─── Article ───
Maxi Trusso (born 31 July 1970) is an Argentine singer-songwriter, noted for his distinctive voice. His vocal range is tenor.

Career

Early days

Maxi Trusso started his first steps in music at St. George's College, Argentina, were a group of senior students (Esteban Artica, Giovanni Miano Macadam and Anthony Macadam) motivated him to give his first ‘a capella’ shows in their school freetime in the early 80s.

During the 90s while living in England. During that time he started working in fashion industry, music, participating in projects and theater plays with European writers.

Later, he moved to Italy and formed an electro-pop group called "Roy Vedas" with an Italian artist and edited his first discographic work under the English label Mercury Records. His first hit was a retro-futuristic styled single called "Fragments of life", which reached one of the first places on the Top of the Pops chart. The British magazine The Face chose it as one of the best three tracks of the decade.
─── Data shown ───
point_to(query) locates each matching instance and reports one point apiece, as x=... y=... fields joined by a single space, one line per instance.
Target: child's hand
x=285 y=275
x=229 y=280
───
Retype everything in the article on Maxi Trusso from "Maxi Trusso (born" down to "the early 80s.". The lines above are separate material and have no connection to the article on Maxi Trusso.

Maxi Trusso (born 31 July 1970) is an Argentine singer-songwriter, noted for his distinctive voice. His vocal range is tenor.

Career

Early days

Maxi Trusso started his first steps in music at St. George's College, Argentina, were a group of senior students (Esteban Artica, Giovanni Miano Macadam and Anthony Macadam) motivated him to give his first ‘a capella’ shows in their school freetime in the early 80s.